### [RECORDS FOR THE EXERCISE]
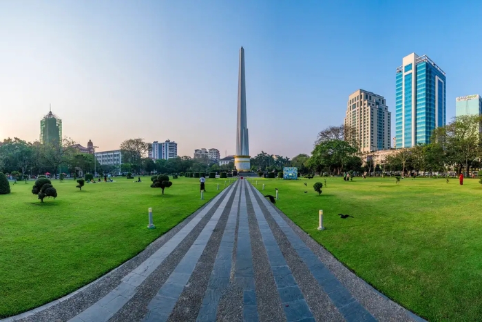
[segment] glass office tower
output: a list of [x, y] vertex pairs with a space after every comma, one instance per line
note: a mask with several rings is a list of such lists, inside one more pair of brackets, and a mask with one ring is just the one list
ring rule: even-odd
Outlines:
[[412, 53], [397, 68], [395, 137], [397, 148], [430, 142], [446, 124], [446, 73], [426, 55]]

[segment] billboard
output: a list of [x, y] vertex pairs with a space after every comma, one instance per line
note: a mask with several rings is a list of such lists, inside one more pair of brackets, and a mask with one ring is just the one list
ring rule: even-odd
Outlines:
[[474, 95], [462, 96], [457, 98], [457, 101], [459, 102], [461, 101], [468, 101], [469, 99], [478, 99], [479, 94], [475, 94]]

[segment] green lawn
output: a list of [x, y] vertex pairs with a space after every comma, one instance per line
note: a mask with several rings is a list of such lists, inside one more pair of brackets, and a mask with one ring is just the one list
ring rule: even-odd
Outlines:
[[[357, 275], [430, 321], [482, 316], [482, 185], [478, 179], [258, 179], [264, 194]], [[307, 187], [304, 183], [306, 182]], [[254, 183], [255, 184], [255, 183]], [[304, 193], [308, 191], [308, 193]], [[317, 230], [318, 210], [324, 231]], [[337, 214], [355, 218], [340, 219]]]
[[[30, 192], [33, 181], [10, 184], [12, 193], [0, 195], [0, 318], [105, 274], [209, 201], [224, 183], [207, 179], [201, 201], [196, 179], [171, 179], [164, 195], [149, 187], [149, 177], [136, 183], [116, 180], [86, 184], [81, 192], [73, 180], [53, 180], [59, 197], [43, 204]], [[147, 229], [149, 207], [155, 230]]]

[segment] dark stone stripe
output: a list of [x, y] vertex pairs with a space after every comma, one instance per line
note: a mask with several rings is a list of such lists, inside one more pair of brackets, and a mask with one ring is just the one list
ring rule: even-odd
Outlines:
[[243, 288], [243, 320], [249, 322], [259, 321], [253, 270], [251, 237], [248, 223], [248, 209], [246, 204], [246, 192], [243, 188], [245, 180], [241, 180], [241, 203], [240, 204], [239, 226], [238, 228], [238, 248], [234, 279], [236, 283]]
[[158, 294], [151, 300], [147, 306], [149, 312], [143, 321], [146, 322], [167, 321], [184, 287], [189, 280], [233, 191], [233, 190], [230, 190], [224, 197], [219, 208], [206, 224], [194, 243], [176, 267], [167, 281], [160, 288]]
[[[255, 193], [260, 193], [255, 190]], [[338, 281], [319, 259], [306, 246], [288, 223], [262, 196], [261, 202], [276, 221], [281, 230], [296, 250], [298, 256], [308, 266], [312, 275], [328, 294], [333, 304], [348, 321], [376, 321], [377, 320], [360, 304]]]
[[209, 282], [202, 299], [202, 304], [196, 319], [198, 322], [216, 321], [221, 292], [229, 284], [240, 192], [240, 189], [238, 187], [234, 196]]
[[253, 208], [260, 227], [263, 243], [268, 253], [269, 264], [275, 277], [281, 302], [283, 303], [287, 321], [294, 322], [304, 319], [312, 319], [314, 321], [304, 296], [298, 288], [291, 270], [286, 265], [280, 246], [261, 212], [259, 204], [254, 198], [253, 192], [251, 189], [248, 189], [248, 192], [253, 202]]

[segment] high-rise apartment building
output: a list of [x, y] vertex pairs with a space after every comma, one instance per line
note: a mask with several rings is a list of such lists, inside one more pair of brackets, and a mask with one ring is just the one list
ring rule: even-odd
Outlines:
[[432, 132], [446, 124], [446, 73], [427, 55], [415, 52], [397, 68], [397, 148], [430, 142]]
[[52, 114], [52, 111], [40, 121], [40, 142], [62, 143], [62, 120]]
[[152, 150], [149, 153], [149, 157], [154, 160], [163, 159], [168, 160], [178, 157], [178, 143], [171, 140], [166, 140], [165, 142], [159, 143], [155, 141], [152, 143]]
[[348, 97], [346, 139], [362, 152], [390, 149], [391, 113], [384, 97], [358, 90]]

==

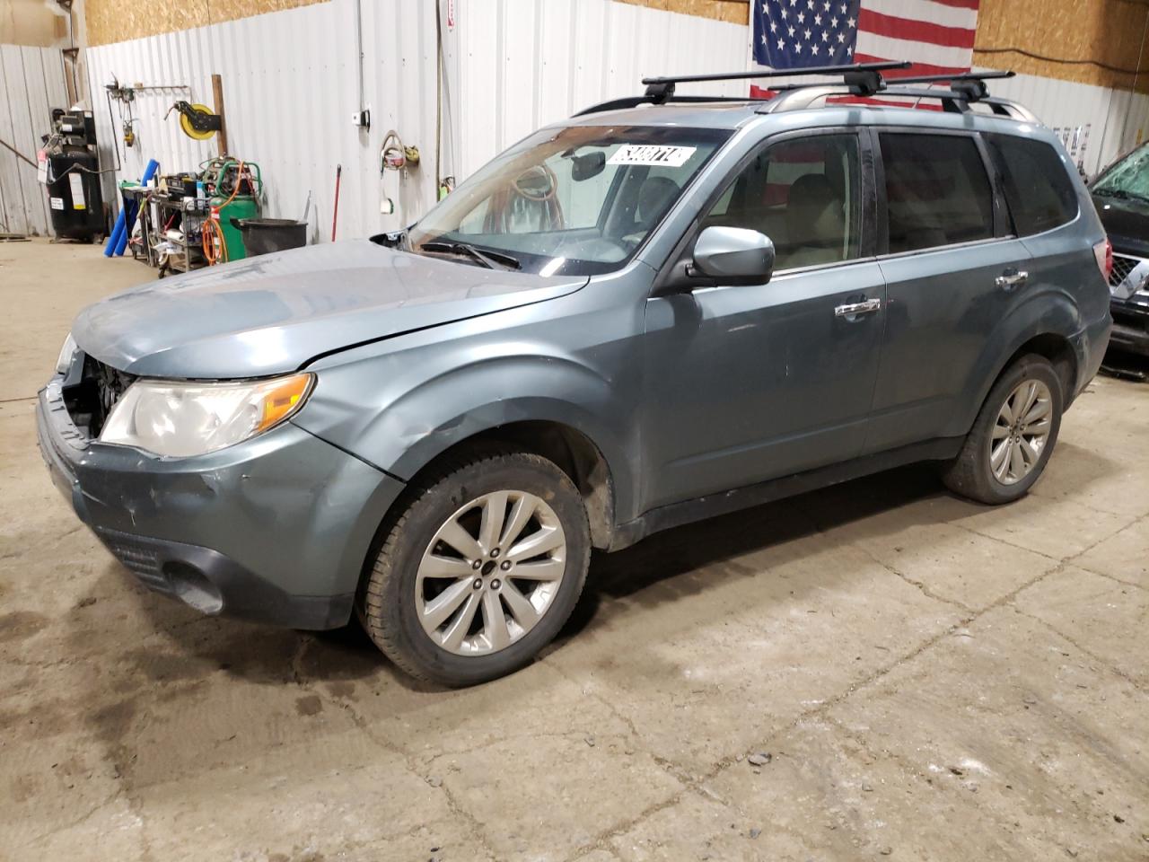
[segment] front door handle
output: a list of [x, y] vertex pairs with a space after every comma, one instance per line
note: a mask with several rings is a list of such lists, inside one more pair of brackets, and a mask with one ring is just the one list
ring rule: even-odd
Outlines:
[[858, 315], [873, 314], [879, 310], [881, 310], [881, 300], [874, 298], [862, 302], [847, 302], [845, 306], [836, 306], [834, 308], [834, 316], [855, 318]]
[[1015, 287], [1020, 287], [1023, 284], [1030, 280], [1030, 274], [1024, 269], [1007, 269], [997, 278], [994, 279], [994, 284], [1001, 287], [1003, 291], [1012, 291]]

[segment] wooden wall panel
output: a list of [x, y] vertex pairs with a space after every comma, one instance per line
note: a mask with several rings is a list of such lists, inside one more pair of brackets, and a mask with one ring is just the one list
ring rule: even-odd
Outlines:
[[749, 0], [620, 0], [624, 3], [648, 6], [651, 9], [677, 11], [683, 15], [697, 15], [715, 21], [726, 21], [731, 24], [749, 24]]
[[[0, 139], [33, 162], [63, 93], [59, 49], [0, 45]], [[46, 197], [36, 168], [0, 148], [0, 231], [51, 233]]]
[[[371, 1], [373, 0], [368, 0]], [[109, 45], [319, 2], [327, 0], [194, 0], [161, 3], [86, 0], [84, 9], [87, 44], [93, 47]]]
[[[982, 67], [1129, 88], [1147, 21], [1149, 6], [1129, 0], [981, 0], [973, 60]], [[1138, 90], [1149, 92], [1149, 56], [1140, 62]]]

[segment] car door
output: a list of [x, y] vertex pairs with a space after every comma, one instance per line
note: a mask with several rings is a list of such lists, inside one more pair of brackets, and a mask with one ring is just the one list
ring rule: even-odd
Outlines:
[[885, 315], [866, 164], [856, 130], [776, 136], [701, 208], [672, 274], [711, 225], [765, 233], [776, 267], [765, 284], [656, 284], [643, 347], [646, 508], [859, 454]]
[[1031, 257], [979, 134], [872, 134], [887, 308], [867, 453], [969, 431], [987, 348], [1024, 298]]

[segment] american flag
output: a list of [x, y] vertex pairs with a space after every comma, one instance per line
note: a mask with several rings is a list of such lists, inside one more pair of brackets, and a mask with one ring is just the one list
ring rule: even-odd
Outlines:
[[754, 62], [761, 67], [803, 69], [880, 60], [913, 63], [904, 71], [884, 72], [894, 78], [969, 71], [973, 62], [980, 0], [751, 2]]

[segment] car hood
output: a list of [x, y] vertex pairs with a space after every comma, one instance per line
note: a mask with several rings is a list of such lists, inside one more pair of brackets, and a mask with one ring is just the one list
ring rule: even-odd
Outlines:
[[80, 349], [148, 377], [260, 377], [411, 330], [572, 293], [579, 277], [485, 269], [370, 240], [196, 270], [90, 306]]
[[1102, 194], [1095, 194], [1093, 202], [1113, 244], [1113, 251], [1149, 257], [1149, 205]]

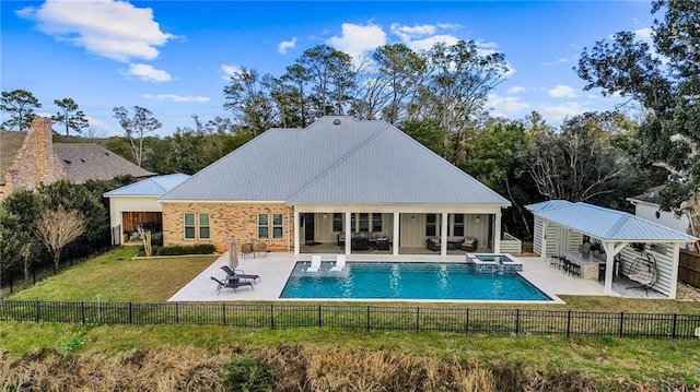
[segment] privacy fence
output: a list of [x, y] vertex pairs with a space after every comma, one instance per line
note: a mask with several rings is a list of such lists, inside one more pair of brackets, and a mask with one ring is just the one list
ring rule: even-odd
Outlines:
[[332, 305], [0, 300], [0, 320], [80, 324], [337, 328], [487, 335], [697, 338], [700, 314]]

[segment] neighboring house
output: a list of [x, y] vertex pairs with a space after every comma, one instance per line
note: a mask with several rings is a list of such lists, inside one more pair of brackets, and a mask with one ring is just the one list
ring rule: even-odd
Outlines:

...

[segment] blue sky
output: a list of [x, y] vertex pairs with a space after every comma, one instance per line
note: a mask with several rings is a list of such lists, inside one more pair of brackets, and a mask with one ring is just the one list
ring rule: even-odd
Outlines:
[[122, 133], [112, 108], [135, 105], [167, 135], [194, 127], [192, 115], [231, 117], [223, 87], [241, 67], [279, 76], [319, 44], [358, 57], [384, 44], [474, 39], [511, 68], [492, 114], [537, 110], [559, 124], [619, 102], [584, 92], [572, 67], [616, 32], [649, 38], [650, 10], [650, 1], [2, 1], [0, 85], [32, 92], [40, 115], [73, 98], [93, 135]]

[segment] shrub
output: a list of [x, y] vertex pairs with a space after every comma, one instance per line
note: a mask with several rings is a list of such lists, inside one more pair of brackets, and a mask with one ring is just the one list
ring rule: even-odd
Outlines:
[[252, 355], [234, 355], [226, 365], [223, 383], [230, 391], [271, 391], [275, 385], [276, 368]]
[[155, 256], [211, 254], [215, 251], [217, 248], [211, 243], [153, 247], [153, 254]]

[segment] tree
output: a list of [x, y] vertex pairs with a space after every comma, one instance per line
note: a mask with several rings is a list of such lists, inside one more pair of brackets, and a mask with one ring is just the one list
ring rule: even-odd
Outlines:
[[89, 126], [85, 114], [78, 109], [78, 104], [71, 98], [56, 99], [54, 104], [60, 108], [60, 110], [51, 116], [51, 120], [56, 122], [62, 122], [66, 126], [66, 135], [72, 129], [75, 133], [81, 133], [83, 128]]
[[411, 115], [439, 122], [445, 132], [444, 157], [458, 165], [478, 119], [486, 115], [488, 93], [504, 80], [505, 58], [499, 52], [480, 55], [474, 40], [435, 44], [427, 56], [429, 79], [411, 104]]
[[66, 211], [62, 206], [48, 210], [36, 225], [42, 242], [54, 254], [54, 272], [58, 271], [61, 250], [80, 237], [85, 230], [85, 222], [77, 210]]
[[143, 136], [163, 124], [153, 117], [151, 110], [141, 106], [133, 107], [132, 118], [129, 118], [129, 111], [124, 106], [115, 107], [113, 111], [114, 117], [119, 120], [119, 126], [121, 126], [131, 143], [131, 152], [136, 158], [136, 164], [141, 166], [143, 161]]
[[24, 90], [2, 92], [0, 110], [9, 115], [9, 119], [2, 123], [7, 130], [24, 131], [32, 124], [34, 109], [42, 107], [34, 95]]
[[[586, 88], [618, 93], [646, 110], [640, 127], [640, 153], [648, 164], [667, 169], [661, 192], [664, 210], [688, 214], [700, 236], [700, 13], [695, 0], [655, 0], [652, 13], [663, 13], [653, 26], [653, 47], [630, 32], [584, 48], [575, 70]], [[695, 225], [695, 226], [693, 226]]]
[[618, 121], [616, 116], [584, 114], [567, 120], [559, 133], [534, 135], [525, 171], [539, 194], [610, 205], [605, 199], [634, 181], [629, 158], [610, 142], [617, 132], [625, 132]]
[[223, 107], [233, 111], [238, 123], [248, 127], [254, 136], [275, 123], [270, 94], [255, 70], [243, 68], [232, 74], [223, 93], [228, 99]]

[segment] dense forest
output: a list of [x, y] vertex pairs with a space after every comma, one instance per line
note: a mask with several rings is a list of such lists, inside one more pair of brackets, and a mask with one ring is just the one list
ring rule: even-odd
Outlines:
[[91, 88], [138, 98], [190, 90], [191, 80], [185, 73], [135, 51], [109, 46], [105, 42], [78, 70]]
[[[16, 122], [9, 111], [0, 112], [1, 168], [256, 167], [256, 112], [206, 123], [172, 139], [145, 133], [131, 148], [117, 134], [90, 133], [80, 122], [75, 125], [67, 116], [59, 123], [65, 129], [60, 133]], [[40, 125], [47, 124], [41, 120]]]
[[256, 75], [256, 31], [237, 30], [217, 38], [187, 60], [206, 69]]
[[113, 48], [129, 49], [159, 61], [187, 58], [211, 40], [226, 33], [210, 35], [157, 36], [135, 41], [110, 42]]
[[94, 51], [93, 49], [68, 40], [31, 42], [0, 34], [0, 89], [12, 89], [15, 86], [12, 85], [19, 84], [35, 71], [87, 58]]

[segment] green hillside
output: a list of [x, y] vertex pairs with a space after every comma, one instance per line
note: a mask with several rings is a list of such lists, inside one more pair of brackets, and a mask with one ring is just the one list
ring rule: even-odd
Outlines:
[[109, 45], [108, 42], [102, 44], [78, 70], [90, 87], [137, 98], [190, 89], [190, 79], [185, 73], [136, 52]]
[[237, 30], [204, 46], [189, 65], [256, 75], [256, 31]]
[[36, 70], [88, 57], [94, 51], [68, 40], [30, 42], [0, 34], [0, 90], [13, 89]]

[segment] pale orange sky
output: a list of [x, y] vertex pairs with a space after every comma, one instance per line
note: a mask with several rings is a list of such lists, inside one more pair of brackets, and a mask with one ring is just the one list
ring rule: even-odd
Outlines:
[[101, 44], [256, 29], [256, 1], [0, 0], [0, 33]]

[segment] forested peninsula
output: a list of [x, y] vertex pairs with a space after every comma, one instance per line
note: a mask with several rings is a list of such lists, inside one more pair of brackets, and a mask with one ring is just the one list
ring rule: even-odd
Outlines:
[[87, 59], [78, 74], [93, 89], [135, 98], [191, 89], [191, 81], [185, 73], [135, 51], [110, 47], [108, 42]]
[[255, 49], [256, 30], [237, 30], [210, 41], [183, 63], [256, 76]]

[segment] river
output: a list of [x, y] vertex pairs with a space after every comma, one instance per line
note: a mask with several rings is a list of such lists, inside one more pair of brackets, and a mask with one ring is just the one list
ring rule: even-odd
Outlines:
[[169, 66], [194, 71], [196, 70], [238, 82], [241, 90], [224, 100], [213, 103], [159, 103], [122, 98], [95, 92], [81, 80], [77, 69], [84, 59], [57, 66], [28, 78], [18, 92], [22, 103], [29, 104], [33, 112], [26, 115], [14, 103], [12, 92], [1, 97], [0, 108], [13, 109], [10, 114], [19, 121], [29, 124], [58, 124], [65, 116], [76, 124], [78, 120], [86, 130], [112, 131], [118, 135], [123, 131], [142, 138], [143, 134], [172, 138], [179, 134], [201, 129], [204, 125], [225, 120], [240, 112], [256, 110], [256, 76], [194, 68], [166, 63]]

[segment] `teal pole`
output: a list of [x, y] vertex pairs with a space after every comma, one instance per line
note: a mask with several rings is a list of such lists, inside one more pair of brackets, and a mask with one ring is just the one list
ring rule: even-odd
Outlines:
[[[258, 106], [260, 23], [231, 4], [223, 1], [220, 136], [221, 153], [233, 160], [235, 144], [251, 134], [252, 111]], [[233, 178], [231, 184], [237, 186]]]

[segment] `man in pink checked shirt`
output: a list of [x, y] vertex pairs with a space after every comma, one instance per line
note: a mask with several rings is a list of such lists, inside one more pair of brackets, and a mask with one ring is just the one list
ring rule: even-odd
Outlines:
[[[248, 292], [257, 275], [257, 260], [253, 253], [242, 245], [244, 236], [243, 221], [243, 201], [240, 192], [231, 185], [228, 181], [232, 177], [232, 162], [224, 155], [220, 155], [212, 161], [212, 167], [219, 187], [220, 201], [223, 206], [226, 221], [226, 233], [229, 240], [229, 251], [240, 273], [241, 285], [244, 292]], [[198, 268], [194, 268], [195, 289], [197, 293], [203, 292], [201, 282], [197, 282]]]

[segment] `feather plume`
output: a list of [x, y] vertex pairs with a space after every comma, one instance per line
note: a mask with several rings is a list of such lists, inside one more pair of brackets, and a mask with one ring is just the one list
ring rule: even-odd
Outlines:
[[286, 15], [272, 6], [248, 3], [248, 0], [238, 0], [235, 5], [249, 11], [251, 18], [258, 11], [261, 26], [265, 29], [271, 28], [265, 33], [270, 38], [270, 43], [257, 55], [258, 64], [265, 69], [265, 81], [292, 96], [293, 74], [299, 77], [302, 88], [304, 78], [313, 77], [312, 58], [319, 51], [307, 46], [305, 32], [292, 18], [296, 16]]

### [TASK STATEMENT]
Determine how many lines in the records above contain the string "green", with case taken into account. State only the number.

### [RESPONSE TO THIS TASK]
2